[Opening Dataset records section]

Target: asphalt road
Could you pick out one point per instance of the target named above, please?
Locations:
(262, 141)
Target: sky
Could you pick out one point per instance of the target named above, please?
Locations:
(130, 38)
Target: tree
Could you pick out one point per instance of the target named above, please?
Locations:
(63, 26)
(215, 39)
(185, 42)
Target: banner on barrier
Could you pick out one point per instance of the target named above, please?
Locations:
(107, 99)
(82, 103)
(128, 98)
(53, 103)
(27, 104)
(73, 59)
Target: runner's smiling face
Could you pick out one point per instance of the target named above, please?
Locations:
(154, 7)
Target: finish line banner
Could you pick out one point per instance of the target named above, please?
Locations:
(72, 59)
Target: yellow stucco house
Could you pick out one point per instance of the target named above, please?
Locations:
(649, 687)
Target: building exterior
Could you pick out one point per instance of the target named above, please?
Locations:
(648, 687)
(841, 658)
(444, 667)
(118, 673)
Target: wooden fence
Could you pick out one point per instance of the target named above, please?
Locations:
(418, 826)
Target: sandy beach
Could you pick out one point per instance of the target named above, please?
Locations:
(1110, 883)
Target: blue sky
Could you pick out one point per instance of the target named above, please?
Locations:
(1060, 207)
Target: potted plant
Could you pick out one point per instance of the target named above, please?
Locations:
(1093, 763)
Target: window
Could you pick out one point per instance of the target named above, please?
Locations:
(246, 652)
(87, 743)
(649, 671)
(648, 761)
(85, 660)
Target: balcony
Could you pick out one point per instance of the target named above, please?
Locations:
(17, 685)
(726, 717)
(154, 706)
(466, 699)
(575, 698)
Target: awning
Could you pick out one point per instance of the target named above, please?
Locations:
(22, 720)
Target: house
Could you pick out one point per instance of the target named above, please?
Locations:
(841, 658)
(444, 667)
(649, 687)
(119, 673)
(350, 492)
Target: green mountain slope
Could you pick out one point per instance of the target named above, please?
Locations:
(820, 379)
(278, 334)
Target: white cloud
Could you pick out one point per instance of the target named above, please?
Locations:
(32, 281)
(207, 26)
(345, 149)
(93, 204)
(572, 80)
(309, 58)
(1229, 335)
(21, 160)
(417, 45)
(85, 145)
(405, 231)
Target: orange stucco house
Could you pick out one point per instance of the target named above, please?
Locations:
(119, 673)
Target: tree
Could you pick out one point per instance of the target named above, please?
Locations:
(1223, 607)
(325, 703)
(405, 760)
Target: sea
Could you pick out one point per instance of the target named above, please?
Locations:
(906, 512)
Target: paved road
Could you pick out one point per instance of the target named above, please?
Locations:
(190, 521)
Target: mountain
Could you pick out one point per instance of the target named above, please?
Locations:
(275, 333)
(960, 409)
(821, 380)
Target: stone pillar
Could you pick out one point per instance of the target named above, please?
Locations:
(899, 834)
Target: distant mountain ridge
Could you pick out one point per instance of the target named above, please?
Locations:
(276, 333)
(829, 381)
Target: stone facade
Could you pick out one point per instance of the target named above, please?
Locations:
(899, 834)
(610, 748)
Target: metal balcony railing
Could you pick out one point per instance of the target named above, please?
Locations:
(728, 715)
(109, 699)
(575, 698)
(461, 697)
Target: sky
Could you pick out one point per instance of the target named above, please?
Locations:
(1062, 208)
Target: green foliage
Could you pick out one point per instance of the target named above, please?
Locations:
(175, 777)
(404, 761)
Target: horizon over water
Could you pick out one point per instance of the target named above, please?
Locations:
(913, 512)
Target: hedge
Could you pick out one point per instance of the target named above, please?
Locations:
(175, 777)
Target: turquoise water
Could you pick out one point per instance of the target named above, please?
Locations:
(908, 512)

[Closing Dataset records section]

### [Exercise goal]
Every entry must be printed again, exactly as it reads.

### [Exercise answer]
Target: asphalt road
Could you pick out one point per instance of the target named above, please?
Locations:
(262, 141)
Target: sky
Could you pick out one point per instance of the target named above, please?
Locations:
(130, 38)
Target: tree
Could you pick out one point per instance of the target named above, please?
Locations:
(63, 26)
(215, 39)
(185, 42)
Target: banner on barrier
Could you pick out one point per instance of the target named above, please?
Locations:
(107, 99)
(82, 103)
(128, 98)
(53, 103)
(27, 104)
(73, 59)
Target: runner's smiling face
Could you pick out one point per instance of the target named above, please?
Locations:
(154, 7)
Target: finish line banner
Could you pick out one point per instance of the target named above, please?
Locations:
(72, 59)
Target: yellow stucco house
Could you pick out one point per instance of the target named above, please?
Locations:
(649, 687)
Target: building exterior
Could you pick out one point per instance of the target named above, please?
Locations:
(648, 687)
(841, 658)
(444, 667)
(118, 673)
Target: wooden fence
Could you pick out one point per instance of the target named above, please?
Locations:
(418, 826)
Target: sandy beach
Could you pick out one point per instance of the target named above, please?
Locations:
(1110, 883)
Target: blue sky
Could you pick out one point per instance of the target named above, please?
Locations:
(1060, 207)
Target: potted plant
Could you pick out one point per instance of the target named above, please?
Locations:
(1093, 763)
Target: window
Could you pick out one point per instance of the target named above, please?
Locations:
(246, 652)
(87, 743)
(649, 671)
(648, 761)
(85, 660)
Target: balcony
Could you pick out one point per instance of the target named above, please?
Locations:
(17, 685)
(726, 717)
(154, 706)
(466, 699)
(575, 698)
Target: awning
Could you pick out one point per instance of the target named above, please?
Locations:
(22, 720)
Target: house
Could you pick out one point per instance of the target named above, please?
Locations:
(841, 658)
(444, 667)
(649, 687)
(119, 673)
(350, 492)
Target: green mountain slope
Could you pick out one point per instance of the target named above, please?
Locations:
(820, 379)
(278, 334)
Target: white cloud
Could you pick out one point per instance of the target named above, please?
Locations:
(32, 281)
(207, 26)
(345, 149)
(93, 204)
(572, 80)
(309, 58)
(1229, 335)
(21, 160)
(417, 45)
(85, 145)
(405, 231)
Target: orange stucco house
Could you pick out one point per instance of the target named above, please?
Locations:
(119, 673)
Target: tree
Could you pick out one point per instance of the target named above, please?
Locations:
(1223, 607)
(325, 703)
(405, 760)
Target: sea
Could you pick out one point per instance of the target named above, please?
Locations:
(906, 512)
Target: paved road
Could you pick out one point per instance of the target named above, please?
Locations:
(190, 521)
Target: mountain
Could you pick out one point per instance of the target named above, please?
Locations:
(275, 333)
(960, 409)
(821, 380)
Target: stone pillar
Could you pick out one point per instance of the target named above, please?
Locations:
(899, 834)
Target: distant mountain ridge
Could you pick out one point per instance of the target named above, please?
Locations:
(276, 333)
(829, 381)
Target: stone facade
Could you pick out one point per instance of the target named above, please?
Locations:
(899, 834)
(610, 748)
Target: metal balcony railing
Could you pick out one point per instance of the target named above, please?
Locations:
(728, 715)
(109, 699)
(575, 698)
(461, 697)
Target: sky
Could you pick out one point per instance of the target named above, please?
Locations:
(1062, 208)
Target: green foliage
Could you pick out one point per instance of the target named above, please?
Locations:
(175, 777)
(404, 761)
Target: horizon over water
Could you pick out one point per instance of the target named above, please?
Locations:
(913, 512)
Target: hedge
Could you pick out one point per instance of the target named above, please?
Locations:
(175, 777)
Target: turquoise water
Could you pick out one point per instance of the target named above, please?
Locations:
(908, 512)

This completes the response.